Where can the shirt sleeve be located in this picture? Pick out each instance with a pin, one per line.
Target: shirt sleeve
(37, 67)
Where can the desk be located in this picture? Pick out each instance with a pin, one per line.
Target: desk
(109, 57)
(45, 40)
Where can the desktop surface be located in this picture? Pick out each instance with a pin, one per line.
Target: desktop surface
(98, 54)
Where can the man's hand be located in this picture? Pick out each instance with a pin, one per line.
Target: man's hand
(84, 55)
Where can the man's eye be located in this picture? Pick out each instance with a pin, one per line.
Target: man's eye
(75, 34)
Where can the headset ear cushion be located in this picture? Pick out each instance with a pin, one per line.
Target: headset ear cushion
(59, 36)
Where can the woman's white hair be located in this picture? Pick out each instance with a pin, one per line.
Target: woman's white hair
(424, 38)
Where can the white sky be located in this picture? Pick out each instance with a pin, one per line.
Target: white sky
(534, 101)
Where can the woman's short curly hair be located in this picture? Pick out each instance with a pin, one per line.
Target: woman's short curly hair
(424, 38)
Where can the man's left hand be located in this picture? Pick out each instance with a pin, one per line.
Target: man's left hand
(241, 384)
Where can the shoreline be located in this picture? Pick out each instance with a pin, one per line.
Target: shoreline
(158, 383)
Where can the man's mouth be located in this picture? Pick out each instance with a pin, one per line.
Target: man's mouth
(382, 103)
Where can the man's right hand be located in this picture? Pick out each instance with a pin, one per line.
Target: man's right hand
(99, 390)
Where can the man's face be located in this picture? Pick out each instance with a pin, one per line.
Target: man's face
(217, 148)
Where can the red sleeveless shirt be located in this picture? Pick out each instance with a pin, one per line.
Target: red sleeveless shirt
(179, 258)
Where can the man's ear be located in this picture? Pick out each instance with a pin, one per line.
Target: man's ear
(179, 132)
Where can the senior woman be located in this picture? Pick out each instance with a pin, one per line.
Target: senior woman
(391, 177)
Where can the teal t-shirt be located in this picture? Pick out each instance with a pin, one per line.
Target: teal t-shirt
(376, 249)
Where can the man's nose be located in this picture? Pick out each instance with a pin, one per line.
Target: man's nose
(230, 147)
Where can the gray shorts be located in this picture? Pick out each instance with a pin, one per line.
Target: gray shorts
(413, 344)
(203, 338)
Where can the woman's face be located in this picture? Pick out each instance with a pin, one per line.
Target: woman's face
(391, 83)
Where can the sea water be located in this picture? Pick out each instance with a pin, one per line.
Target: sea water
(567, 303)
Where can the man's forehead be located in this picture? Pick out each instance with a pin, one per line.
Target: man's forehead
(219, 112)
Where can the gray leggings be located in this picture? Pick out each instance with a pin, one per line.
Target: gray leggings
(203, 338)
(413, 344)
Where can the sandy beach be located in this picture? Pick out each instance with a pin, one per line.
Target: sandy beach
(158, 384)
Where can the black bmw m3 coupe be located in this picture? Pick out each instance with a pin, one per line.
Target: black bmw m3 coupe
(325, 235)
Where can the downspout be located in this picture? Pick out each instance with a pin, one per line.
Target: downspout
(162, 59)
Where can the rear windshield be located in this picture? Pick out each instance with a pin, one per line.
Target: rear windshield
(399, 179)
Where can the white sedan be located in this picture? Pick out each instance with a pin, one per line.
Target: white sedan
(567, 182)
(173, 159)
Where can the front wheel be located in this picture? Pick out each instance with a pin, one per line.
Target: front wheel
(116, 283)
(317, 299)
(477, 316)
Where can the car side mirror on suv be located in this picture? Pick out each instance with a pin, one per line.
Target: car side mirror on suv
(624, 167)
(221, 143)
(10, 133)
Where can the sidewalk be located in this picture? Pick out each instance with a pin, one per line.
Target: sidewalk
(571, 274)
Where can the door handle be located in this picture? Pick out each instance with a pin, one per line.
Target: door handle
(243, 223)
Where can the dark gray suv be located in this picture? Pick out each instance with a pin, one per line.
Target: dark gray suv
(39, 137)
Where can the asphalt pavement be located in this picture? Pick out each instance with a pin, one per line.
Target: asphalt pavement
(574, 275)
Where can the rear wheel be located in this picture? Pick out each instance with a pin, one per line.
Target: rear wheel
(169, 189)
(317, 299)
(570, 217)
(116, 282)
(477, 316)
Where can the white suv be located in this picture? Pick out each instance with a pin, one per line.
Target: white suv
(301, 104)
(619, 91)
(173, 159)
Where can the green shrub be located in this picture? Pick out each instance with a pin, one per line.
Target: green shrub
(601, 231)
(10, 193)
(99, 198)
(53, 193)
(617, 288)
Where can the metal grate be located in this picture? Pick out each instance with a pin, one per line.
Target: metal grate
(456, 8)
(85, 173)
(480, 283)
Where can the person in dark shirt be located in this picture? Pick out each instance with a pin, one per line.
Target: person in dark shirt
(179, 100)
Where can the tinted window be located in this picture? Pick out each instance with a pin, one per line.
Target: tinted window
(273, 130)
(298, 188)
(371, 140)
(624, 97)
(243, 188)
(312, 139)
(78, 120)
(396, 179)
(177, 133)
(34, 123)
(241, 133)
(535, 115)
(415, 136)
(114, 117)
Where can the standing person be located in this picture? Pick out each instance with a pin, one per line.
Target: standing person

- _What the exercise asks_
Give back precisely the lines above that start at the line containing "Where can the front" and end at the line containing "Where can the white suv", inclusive. No other lines belong in the output.

- _Your solution_
Where can the front wheel be located in this picture? Pick out each instance with a pin, one per line.
Target: front wheel
(116, 283)
(317, 299)
(477, 316)
Where can the car side mirror on suv be located in this picture? Pick out each instance with a pin, one per line.
Target: car side mirror on suv
(624, 167)
(221, 143)
(10, 133)
Where can the sidewalk be located in this picture? Pick out each instance with a pin, one per line.
Target: sidewalk
(571, 274)
Where can the door handle be located in this picture? Pick out each instance with a pin, one per line.
Target: door handle
(243, 223)
Where can the dark gray suv be located in this picture? Pick out each instance with a pin, one per line.
Target: dark gray suv
(39, 137)
Where can the asphalt pavement be located in this picture? Pick out each instance with a pin, one per line.
Target: asphalt pavement
(574, 275)
Where can the rear wheel be located in this picture? Pick out each instance with a pin, one per line.
Target: rear wheel
(169, 189)
(317, 299)
(570, 217)
(116, 282)
(477, 316)
Where can the white suv be located in this picture? Pick out each instance with a pin, one per line.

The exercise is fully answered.